Excerpts of labeled region data
┌────────

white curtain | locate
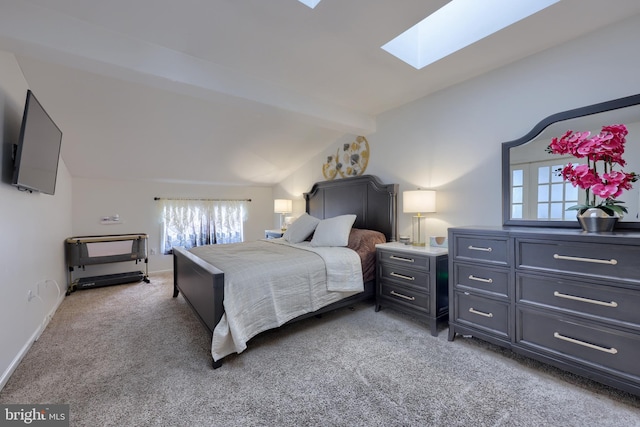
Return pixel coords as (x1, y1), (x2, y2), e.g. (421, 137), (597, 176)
(160, 199), (247, 254)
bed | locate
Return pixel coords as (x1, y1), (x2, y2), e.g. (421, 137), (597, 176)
(173, 175), (398, 368)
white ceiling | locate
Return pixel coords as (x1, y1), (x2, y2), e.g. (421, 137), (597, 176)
(0, 0), (640, 185)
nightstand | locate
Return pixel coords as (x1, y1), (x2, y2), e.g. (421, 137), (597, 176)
(264, 230), (284, 239)
(376, 243), (449, 336)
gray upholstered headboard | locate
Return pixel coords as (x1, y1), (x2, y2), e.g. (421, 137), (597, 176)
(304, 175), (398, 242)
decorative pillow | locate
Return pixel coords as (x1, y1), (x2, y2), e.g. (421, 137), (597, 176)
(282, 212), (320, 243)
(311, 215), (356, 246)
(347, 228), (387, 282)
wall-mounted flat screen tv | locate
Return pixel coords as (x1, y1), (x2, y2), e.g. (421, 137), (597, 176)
(13, 90), (62, 194)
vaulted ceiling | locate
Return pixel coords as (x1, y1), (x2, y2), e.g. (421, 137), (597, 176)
(0, 0), (640, 185)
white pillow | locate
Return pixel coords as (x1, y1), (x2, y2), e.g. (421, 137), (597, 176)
(311, 215), (356, 246)
(282, 212), (320, 243)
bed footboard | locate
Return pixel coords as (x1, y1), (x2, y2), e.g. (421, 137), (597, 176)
(173, 248), (224, 335)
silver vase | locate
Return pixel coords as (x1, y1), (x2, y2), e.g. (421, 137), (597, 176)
(577, 208), (618, 233)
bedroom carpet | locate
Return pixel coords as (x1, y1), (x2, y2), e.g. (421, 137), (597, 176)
(0, 273), (640, 427)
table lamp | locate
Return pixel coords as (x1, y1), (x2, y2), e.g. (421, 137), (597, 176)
(402, 190), (436, 246)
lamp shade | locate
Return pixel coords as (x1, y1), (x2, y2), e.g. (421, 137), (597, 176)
(273, 199), (293, 213)
(402, 190), (436, 213)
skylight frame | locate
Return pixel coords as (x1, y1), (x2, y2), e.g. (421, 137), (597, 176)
(298, 0), (321, 9)
(382, 0), (560, 70)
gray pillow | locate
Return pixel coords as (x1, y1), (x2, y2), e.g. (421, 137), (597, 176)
(282, 212), (320, 243)
(311, 215), (356, 246)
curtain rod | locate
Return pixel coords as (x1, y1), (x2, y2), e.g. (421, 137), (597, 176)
(153, 197), (251, 202)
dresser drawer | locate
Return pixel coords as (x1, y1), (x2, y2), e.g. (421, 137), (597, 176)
(453, 234), (509, 266)
(516, 309), (640, 381)
(516, 274), (640, 327)
(378, 250), (430, 271)
(516, 239), (640, 284)
(454, 292), (509, 338)
(454, 263), (509, 297)
(380, 264), (429, 292)
(379, 282), (429, 314)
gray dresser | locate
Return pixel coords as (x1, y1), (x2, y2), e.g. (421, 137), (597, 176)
(449, 227), (640, 395)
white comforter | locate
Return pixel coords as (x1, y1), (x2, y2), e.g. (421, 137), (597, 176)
(192, 239), (364, 360)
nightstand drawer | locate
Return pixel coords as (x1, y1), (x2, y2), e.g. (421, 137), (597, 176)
(453, 235), (509, 266)
(378, 250), (429, 271)
(454, 292), (509, 337)
(454, 263), (509, 298)
(517, 310), (640, 381)
(516, 274), (640, 327)
(380, 283), (429, 313)
(380, 264), (429, 292)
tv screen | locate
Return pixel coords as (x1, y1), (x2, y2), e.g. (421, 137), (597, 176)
(13, 90), (62, 194)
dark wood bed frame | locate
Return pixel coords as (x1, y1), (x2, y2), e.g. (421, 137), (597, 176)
(173, 175), (398, 368)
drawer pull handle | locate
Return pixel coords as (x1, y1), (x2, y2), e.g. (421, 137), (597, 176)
(469, 274), (493, 283)
(553, 291), (618, 307)
(553, 332), (618, 354)
(553, 254), (618, 265)
(391, 291), (416, 301)
(469, 307), (493, 317)
(389, 255), (416, 262)
(390, 271), (416, 281)
(469, 245), (493, 252)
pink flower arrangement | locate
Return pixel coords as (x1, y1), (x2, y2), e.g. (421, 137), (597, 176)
(546, 124), (639, 216)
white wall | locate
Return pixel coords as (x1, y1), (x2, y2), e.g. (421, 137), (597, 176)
(274, 13), (640, 236)
(72, 176), (274, 278)
(0, 51), (71, 388)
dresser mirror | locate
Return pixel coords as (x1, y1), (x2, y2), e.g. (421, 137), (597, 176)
(502, 94), (640, 229)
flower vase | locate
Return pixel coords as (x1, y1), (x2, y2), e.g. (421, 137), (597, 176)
(577, 208), (618, 233)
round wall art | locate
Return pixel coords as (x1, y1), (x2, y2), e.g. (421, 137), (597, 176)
(336, 136), (369, 178)
(322, 149), (340, 181)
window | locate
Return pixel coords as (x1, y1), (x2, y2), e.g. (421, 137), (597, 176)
(160, 199), (247, 255)
(511, 159), (578, 221)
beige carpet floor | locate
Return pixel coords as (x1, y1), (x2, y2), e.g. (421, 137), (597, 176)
(0, 273), (640, 427)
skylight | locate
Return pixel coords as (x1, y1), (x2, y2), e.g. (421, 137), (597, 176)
(380, 0), (560, 70)
(298, 0), (320, 9)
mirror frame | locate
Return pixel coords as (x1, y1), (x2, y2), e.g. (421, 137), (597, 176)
(502, 94), (640, 229)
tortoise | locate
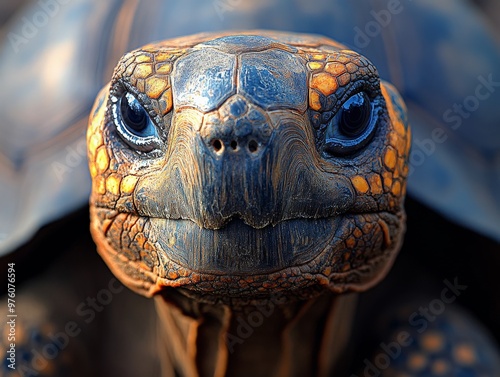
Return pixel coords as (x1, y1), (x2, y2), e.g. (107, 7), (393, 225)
(0, 0), (500, 375)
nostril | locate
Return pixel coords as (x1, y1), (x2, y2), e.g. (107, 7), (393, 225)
(248, 140), (259, 153)
(212, 139), (222, 152)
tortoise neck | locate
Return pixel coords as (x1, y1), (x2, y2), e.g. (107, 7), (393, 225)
(155, 293), (356, 377)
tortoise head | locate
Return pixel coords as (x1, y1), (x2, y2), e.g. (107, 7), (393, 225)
(88, 31), (410, 298)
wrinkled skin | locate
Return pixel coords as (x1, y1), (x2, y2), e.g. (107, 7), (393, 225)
(88, 32), (410, 300)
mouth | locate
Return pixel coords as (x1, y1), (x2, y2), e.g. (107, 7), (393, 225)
(149, 217), (341, 275)
(91, 207), (404, 297)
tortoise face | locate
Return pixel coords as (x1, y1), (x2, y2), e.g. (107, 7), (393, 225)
(88, 33), (410, 297)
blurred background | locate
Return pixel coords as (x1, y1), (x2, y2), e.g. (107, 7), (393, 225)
(0, 0), (500, 374)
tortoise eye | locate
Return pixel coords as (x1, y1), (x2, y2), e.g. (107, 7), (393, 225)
(120, 93), (152, 137)
(325, 92), (375, 155)
(113, 92), (160, 152)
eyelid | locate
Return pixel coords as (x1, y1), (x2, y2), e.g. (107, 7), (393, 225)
(110, 90), (161, 152)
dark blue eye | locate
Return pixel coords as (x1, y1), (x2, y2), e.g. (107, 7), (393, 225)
(113, 92), (160, 152)
(325, 92), (375, 155)
(120, 93), (150, 137)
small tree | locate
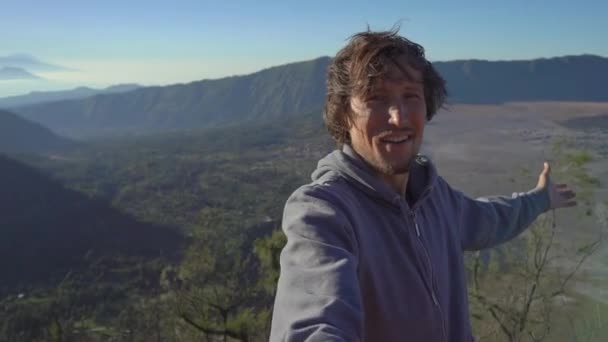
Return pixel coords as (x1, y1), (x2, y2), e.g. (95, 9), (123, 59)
(468, 145), (605, 342)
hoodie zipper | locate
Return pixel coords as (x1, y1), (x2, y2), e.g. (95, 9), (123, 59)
(411, 211), (446, 338)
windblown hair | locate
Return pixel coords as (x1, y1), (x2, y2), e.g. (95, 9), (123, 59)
(323, 27), (447, 145)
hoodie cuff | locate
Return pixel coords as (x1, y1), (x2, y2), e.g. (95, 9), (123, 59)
(526, 187), (551, 214)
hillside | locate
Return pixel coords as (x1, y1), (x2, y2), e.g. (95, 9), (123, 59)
(0, 109), (75, 153)
(0, 84), (140, 109)
(14, 55), (608, 137)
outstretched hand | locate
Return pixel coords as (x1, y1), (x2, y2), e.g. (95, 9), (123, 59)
(536, 162), (576, 209)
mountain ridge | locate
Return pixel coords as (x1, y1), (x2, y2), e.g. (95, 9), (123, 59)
(13, 55), (608, 137)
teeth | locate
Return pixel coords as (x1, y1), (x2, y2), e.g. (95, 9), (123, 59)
(383, 137), (410, 143)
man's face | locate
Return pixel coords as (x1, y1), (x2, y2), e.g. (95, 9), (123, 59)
(349, 59), (426, 177)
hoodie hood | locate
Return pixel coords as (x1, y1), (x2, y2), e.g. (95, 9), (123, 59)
(312, 144), (437, 209)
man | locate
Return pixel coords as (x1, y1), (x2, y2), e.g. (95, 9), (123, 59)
(270, 32), (575, 342)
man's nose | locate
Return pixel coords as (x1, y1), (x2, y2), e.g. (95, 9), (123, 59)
(388, 102), (407, 127)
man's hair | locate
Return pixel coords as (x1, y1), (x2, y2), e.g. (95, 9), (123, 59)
(323, 27), (447, 145)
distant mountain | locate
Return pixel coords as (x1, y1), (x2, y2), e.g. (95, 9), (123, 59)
(13, 55), (608, 137)
(0, 110), (75, 153)
(0, 53), (70, 72)
(434, 55), (608, 103)
(0, 154), (183, 292)
(0, 67), (40, 81)
(0, 84), (141, 108)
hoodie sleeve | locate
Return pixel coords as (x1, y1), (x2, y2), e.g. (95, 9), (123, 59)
(270, 185), (363, 341)
(443, 181), (549, 250)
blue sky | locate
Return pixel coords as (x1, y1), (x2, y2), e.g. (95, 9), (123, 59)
(0, 0), (608, 96)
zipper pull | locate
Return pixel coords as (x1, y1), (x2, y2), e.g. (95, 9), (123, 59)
(412, 212), (420, 237)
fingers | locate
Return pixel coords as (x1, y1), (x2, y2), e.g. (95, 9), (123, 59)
(543, 162), (551, 176)
(561, 201), (577, 208)
(559, 190), (576, 200)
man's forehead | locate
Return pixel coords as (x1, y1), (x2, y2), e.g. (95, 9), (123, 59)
(380, 57), (422, 83)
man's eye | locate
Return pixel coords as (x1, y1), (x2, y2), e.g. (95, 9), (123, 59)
(367, 96), (387, 102)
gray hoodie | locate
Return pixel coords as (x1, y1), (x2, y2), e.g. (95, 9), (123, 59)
(270, 145), (549, 342)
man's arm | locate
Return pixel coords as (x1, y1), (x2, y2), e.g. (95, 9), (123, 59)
(270, 186), (363, 341)
(452, 183), (549, 250)
(446, 162), (576, 250)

└────────

◆ Work to be completed:
Write out again everything from the line with "dark wood bed frame | locate" down to the line with "(546, 124), (639, 216)", including those two lines, and shift every bounding-box coordinate in the answers by -112.

◆ Response to this task:
dark wood bed frame | locate
Return pixel coords as (x1, y1), (x2, y2), e.g. (421, 137), (597, 176)
(61, 63), (286, 256)
drawer pull handle | locate
Return pixel coords as (x1, y1), (x2, y2), e.g. (421, 137), (597, 176)
(357, 162), (381, 171)
(441, 179), (506, 195)
(441, 220), (506, 242)
(441, 142), (506, 153)
(279, 179), (304, 189)
(357, 195), (381, 205)
(277, 143), (304, 150)
(278, 159), (304, 169)
(357, 133), (381, 140)
pink flower arrangement | locate
Return pixel coords as (x1, y1), (x2, y2), e.g. (421, 137), (597, 176)
(434, 12), (527, 104)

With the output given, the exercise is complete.